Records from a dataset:
┌────────
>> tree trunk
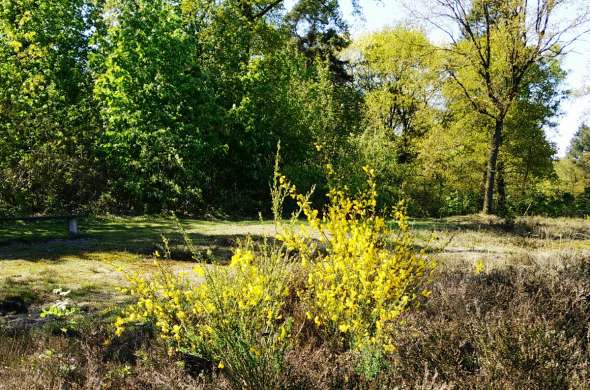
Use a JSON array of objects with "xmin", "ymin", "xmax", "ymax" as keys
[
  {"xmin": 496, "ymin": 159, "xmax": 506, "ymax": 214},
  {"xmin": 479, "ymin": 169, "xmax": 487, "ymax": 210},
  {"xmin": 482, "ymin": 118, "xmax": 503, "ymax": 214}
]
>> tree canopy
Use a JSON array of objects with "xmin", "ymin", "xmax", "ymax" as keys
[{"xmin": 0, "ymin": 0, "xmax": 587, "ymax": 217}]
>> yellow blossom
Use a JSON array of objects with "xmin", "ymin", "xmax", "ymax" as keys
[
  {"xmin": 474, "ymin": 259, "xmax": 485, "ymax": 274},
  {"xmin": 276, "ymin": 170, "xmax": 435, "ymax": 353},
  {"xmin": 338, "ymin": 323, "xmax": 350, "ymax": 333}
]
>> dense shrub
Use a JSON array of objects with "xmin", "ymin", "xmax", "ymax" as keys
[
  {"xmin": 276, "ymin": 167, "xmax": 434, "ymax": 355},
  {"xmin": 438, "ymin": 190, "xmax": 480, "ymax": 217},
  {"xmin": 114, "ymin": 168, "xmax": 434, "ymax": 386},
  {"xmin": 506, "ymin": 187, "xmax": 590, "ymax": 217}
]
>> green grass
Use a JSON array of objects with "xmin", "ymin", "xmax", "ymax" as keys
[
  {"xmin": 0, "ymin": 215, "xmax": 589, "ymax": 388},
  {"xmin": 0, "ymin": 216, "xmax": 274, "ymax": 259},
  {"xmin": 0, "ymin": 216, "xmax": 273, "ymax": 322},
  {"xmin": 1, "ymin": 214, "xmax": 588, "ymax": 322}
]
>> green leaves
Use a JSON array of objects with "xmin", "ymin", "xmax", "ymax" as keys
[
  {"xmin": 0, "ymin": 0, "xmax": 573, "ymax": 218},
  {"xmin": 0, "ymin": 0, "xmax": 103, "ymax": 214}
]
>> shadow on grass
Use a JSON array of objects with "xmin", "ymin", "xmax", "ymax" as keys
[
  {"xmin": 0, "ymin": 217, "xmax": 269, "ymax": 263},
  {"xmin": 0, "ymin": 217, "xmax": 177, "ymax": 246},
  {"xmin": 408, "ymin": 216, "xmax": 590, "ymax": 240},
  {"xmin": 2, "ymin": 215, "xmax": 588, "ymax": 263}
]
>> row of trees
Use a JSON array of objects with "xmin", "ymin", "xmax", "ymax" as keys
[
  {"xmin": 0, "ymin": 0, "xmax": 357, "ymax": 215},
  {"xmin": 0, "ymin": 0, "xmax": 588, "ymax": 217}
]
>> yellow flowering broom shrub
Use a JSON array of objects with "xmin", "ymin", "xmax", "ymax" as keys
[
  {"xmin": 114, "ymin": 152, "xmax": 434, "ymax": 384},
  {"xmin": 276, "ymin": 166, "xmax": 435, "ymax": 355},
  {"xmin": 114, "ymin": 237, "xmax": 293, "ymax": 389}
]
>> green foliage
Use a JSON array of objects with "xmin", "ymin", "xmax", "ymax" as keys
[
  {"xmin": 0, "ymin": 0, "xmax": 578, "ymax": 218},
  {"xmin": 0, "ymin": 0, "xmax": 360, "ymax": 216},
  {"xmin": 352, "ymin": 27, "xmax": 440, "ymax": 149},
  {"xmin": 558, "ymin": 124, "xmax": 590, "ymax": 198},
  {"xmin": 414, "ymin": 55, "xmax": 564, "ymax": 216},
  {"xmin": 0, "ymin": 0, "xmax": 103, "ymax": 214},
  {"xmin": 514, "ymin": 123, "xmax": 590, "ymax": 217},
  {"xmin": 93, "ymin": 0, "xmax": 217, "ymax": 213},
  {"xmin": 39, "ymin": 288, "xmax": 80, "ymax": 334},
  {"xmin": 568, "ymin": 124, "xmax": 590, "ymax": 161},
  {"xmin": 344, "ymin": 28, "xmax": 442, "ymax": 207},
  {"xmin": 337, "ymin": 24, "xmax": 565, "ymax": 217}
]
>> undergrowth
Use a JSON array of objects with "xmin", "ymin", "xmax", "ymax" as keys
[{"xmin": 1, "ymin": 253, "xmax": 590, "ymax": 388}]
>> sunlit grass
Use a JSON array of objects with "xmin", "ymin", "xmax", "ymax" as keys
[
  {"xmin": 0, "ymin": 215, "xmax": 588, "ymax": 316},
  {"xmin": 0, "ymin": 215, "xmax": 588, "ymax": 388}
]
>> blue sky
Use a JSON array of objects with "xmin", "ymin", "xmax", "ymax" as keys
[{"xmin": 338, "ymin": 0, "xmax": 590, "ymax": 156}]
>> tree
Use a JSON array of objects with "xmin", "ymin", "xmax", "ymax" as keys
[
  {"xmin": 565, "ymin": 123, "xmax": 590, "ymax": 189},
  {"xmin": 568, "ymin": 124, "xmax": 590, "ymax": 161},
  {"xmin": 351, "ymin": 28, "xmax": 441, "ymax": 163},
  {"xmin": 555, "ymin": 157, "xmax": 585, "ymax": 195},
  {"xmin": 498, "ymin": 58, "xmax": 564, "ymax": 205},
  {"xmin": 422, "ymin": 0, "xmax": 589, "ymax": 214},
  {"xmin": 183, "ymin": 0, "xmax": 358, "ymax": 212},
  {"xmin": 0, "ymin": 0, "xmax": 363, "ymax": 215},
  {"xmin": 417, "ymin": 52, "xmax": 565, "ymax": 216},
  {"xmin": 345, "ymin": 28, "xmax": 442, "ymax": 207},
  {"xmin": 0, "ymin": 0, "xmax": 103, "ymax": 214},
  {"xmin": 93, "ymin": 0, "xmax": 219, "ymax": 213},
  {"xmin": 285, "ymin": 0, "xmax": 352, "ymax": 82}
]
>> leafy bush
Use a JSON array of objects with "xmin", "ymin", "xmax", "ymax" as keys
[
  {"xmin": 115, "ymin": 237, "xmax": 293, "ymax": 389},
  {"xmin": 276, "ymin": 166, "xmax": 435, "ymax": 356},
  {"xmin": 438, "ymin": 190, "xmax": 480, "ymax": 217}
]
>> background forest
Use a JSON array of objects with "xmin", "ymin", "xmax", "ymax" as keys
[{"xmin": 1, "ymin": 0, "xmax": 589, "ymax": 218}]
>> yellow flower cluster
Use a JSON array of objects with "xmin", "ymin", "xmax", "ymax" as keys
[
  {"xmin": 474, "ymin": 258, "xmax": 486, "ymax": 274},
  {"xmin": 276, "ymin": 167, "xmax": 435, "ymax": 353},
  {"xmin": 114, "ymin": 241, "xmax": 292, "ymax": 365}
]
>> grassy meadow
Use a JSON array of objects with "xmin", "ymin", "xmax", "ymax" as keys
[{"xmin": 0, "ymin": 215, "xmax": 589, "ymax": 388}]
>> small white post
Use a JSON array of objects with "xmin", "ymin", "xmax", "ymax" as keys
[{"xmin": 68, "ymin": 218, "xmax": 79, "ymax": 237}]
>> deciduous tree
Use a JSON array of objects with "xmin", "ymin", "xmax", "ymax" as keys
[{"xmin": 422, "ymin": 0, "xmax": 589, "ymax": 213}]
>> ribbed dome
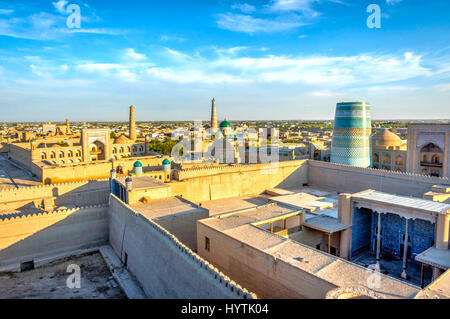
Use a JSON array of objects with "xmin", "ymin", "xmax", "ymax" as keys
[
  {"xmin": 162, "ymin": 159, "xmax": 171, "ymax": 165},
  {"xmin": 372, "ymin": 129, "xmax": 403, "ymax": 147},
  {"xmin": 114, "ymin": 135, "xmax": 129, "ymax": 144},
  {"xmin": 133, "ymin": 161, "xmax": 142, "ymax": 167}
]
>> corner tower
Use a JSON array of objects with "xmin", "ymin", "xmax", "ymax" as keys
└────────
With the pictures omitted, the entries are to be transcribed in full, exactly as they appear.

>> tree trunk
Use a JSON array of objects with "xmin", "ymin", "xmax", "ymax" as keys
[
  {"xmin": 496, "ymin": 159, "xmax": 506, "ymax": 214},
  {"xmin": 479, "ymin": 169, "xmax": 487, "ymax": 210},
  {"xmin": 482, "ymin": 118, "xmax": 503, "ymax": 214}
]
>> tree canopy
Use a JSON array of objects with "xmin", "ymin", "xmax", "ymax" as keys
[{"xmin": 0, "ymin": 0, "xmax": 587, "ymax": 217}]
>> yellow blossom
Use a JSON array of objects with "xmin", "ymin", "xmax", "ymax" as keys
[
  {"xmin": 474, "ymin": 259, "xmax": 485, "ymax": 274},
  {"xmin": 276, "ymin": 170, "xmax": 435, "ymax": 353},
  {"xmin": 338, "ymin": 323, "xmax": 350, "ymax": 333}
]
>> dense shrub
Use a JSON array of objects with "xmin", "ymin", "xmax", "ymax" as keys
[
  {"xmin": 276, "ymin": 167, "xmax": 434, "ymax": 355},
  {"xmin": 438, "ymin": 190, "xmax": 480, "ymax": 217},
  {"xmin": 114, "ymin": 168, "xmax": 434, "ymax": 386},
  {"xmin": 506, "ymin": 187, "xmax": 590, "ymax": 217}
]
>> green grass
Use a JSON array of objects with "xmin", "ymin", "xmax", "ymax" as keys
[
  {"xmin": 0, "ymin": 215, "xmax": 589, "ymax": 388},
  {"xmin": 0, "ymin": 216, "xmax": 274, "ymax": 259},
  {"xmin": 0, "ymin": 216, "xmax": 273, "ymax": 322},
  {"xmin": 1, "ymin": 214, "xmax": 588, "ymax": 322}
]
>> green leaves
Use a JSON array of objects with "xmin", "ymin", "xmax", "ymax" as keys
[
  {"xmin": 0, "ymin": 0, "xmax": 573, "ymax": 218},
  {"xmin": 0, "ymin": 0, "xmax": 103, "ymax": 214}
]
>> shadow on grass
Use a JSON array of objects with "xmin", "ymin", "xmax", "ymax" as keys
[
  {"xmin": 0, "ymin": 217, "xmax": 269, "ymax": 263},
  {"xmin": 0, "ymin": 217, "xmax": 177, "ymax": 246},
  {"xmin": 408, "ymin": 216, "xmax": 590, "ymax": 240},
  {"xmin": 2, "ymin": 215, "xmax": 588, "ymax": 263}
]
>> row of trees
Use a JSON array of objects with "xmin", "ymin", "xmax", "ymax" as keys
[
  {"xmin": 0, "ymin": 0, "xmax": 357, "ymax": 215},
  {"xmin": 0, "ymin": 0, "xmax": 588, "ymax": 217}
]
>> yellow flowering broom shrub
Use a JSON array of objects with "xmin", "ymin", "xmax", "ymax" as keys
[
  {"xmin": 114, "ymin": 152, "xmax": 434, "ymax": 384},
  {"xmin": 276, "ymin": 166, "xmax": 435, "ymax": 355},
  {"xmin": 114, "ymin": 237, "xmax": 293, "ymax": 389}
]
>> green foliage
Use a JSON array of objects with "xmin", "ymin", "xmax", "ymax" as keys
[
  {"xmin": 0, "ymin": 0, "xmax": 578, "ymax": 218},
  {"xmin": 0, "ymin": 0, "xmax": 360, "ymax": 216},
  {"xmin": 352, "ymin": 27, "xmax": 440, "ymax": 149},
  {"xmin": 558, "ymin": 124, "xmax": 590, "ymax": 198},
  {"xmin": 414, "ymin": 55, "xmax": 564, "ymax": 216},
  {"xmin": 0, "ymin": 0, "xmax": 103, "ymax": 214},
  {"xmin": 514, "ymin": 123, "xmax": 590, "ymax": 217},
  {"xmin": 93, "ymin": 0, "xmax": 217, "ymax": 213},
  {"xmin": 39, "ymin": 288, "xmax": 80, "ymax": 334},
  {"xmin": 568, "ymin": 124, "xmax": 590, "ymax": 161},
  {"xmin": 344, "ymin": 28, "xmax": 442, "ymax": 207},
  {"xmin": 337, "ymin": 24, "xmax": 565, "ymax": 217}
]
>> undergrowth
Use a JSON array of objects with "xmin", "ymin", "xmax", "ymax" as keys
[{"xmin": 1, "ymin": 253, "xmax": 590, "ymax": 388}]
>> sunlit grass
Use a JSON array of objects with "xmin", "ymin", "xmax", "ymax" as keys
[
  {"xmin": 0, "ymin": 215, "xmax": 588, "ymax": 316},
  {"xmin": 0, "ymin": 215, "xmax": 588, "ymax": 388}
]
>> blue sky
Use a JSON array of objects with "xmin", "ymin", "xmax", "ymax" as keys
[{"xmin": 338, "ymin": 0, "xmax": 590, "ymax": 156}]
>> tree
Use a JSON array of objects with "xmin", "ymin", "xmax", "ymax" as keys
[
  {"xmin": 565, "ymin": 123, "xmax": 590, "ymax": 189},
  {"xmin": 568, "ymin": 124, "xmax": 590, "ymax": 161},
  {"xmin": 351, "ymin": 28, "xmax": 441, "ymax": 163},
  {"xmin": 555, "ymin": 157, "xmax": 585, "ymax": 195},
  {"xmin": 498, "ymin": 58, "xmax": 564, "ymax": 205},
  {"xmin": 422, "ymin": 0, "xmax": 589, "ymax": 214},
  {"xmin": 183, "ymin": 0, "xmax": 358, "ymax": 212},
  {"xmin": 0, "ymin": 0, "xmax": 363, "ymax": 215},
  {"xmin": 417, "ymin": 52, "xmax": 565, "ymax": 216},
  {"xmin": 345, "ymin": 28, "xmax": 442, "ymax": 207},
  {"xmin": 0, "ymin": 0, "xmax": 103, "ymax": 214},
  {"xmin": 93, "ymin": 0, "xmax": 219, "ymax": 213},
  {"xmin": 285, "ymin": 0, "xmax": 352, "ymax": 82}
]
>> leafy bush
Use a JSON array of objects with "xmin", "ymin", "xmax", "ymax" as keys
[
  {"xmin": 115, "ymin": 237, "xmax": 293, "ymax": 389},
  {"xmin": 276, "ymin": 166, "xmax": 435, "ymax": 356},
  {"xmin": 438, "ymin": 190, "xmax": 480, "ymax": 217}
]
>> background forest
Use a JSON array of objects with "xmin", "ymin", "xmax", "ymax" as keys
[{"xmin": 1, "ymin": 0, "xmax": 589, "ymax": 218}]
>> yellow flower cluster
Use a JSON array of objects with "xmin", "ymin", "xmax", "ymax" as keys
[
  {"xmin": 474, "ymin": 258, "xmax": 486, "ymax": 274},
  {"xmin": 276, "ymin": 167, "xmax": 435, "ymax": 353},
  {"xmin": 114, "ymin": 241, "xmax": 292, "ymax": 365}
]
>> grassy meadow
Use a JSON array of objects with "xmin", "ymin", "xmax", "ymax" as keys
[{"xmin": 0, "ymin": 215, "xmax": 589, "ymax": 388}]
>> small white post
Use a JSON array of objects with "xmin", "ymin", "xmax", "ymax" as keys
[{"xmin": 68, "ymin": 218, "xmax": 79, "ymax": 237}]
>> deciduous tree
Use a JSON array of objects with "xmin", "ymin", "xmax", "ymax" as keys
[{"xmin": 422, "ymin": 0, "xmax": 589, "ymax": 213}]
>> ribbed dome
Use a JSON array of objects with "xmin", "ymin", "xmax", "ymax" as keys
[
  {"xmin": 162, "ymin": 159, "xmax": 171, "ymax": 165},
  {"xmin": 372, "ymin": 129, "xmax": 403, "ymax": 147},
  {"xmin": 114, "ymin": 135, "xmax": 129, "ymax": 144},
  {"xmin": 133, "ymin": 161, "xmax": 142, "ymax": 167}
]
>> corner tower
Use a JSON array of objects with "xmin", "ymin", "xmax", "ymax" as keys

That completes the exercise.